::: Input material :::

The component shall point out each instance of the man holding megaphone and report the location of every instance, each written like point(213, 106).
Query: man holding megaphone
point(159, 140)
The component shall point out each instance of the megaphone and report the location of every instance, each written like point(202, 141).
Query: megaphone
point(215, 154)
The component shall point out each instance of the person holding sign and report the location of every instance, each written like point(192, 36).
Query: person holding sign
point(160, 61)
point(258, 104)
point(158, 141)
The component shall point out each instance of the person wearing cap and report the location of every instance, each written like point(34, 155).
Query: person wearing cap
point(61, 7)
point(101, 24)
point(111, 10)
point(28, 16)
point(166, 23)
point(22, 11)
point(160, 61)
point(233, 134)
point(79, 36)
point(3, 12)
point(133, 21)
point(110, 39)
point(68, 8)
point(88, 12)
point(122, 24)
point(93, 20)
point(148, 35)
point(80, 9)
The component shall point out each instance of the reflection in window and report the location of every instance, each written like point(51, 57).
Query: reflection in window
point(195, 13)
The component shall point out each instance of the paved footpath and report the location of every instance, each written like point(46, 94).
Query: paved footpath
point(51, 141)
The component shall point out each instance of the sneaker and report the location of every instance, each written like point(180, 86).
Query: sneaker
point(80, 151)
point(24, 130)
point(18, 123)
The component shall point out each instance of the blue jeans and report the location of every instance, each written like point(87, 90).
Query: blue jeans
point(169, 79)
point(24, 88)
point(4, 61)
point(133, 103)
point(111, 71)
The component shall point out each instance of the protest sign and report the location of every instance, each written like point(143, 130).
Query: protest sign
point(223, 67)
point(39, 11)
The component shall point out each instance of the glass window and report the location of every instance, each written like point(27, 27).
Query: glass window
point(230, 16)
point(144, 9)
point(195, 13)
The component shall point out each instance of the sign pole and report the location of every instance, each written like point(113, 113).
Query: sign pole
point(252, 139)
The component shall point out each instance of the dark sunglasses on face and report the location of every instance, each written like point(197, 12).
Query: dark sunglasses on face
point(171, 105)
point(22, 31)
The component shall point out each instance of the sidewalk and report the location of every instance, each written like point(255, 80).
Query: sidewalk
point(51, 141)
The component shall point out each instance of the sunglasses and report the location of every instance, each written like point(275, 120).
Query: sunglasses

:::

### Exercise task:
Please put every line of the records above into a Markdown table with two columns, Row and Line, numbering the rows and leaving out blank lines.

### Solution to this exercise:
| Row | Line |
|---|---|
| 1 | The component shall point out each instance of the man holding megaphone and report the location of every instance, each written like point(213, 106). |
| 2 | Query: man holding megaphone |
| 3 | point(159, 140) |
| 4 | The component shall point out each instance of the megaphone and report the location of every instance, each written like point(202, 141). |
| 5 | Query: megaphone |
| 6 | point(215, 154) |
| 7 | The component shall point out each instance of the person holding sign and report the location of every instance, each written like point(192, 36). |
| 8 | Query: person holding sign |
| 9 | point(160, 61) |
| 10 | point(258, 104) |
| 11 | point(158, 141) |
| 12 | The component shall point out each instance of the person wearing cap and report the location of every instance, each written like point(34, 155). |
| 13 | Query: person wearing cap |
| 14 | point(61, 7) |
| 15 | point(101, 24) |
| 16 | point(111, 10) |
| 17 | point(28, 16) |
| 18 | point(166, 23) |
| 19 | point(22, 11) |
| 20 | point(160, 61) |
| 21 | point(233, 134) |
| 22 | point(79, 36) |
| 23 | point(3, 12) |
| 24 | point(133, 21) |
| 25 | point(110, 39) |
| 26 | point(68, 8) |
| 27 | point(88, 12) |
| 28 | point(122, 24) |
| 29 | point(93, 20) |
| 30 | point(148, 35) |
| 31 | point(80, 9) |
| 32 | The component shall point out each instance of the reflection in window and report the location of every instance, each written like point(51, 57). |
| 33 | Query: reflection in window |
| 34 | point(195, 13) |
| 35 | The component shall point out each instance of the paved footpath and report the location of every instance, each written like point(46, 94). |
| 36 | Query: paved footpath |
| 37 | point(51, 141) |
| 38 | The component shall point out each instance of the sneaker and report the location of every instance, each written like point(180, 86). |
| 39 | Query: sneaker |
| 40 | point(80, 151) |
| 41 | point(24, 130) |
| 42 | point(18, 123) |
| 43 | The component shall point out each instance of the blue jeans and report the location of every instance, each written like point(87, 90). |
| 44 | Query: blue jeans |
| 45 | point(169, 79) |
| 46 | point(24, 88) |
| 47 | point(4, 61) |
| 48 | point(133, 103) |
| 49 | point(111, 71) |
| 50 | The component shall point out each instance of the protest sign and report the location of every instance, each written like point(143, 130). |
| 51 | Query: protest sign |
| 52 | point(223, 67) |
| 53 | point(39, 11) |
| 54 | The component shall point out each instance of the glass window and report the location of every instance, each written like point(27, 27). |
| 55 | Query: glass window |
| 56 | point(230, 16) |
| 57 | point(144, 9) |
| 58 | point(195, 13) |
| 59 | The component shall point out each instance of the sign pole and report the location of every instance, each written like point(113, 113). |
| 60 | Query: sign pole |
| 61 | point(252, 139) |
| 62 | The component shall point out each instance of the dark sunglasses on face and report the location of every instance, each written like point(197, 12). |
| 63 | Query: dark sunglasses on face |
| 64 | point(171, 105) |
| 65 | point(22, 31) |
| 66 | The component shall point out each instance of the sidewalk and report the location of every instance, each written like point(255, 80). |
| 67 | Query: sidewalk |
| 68 | point(51, 141) |
| 69 | The component shall point out each instance of the sunglasses and report the location of every instance, each written like point(275, 120). |
| 70 | Query: sunglasses |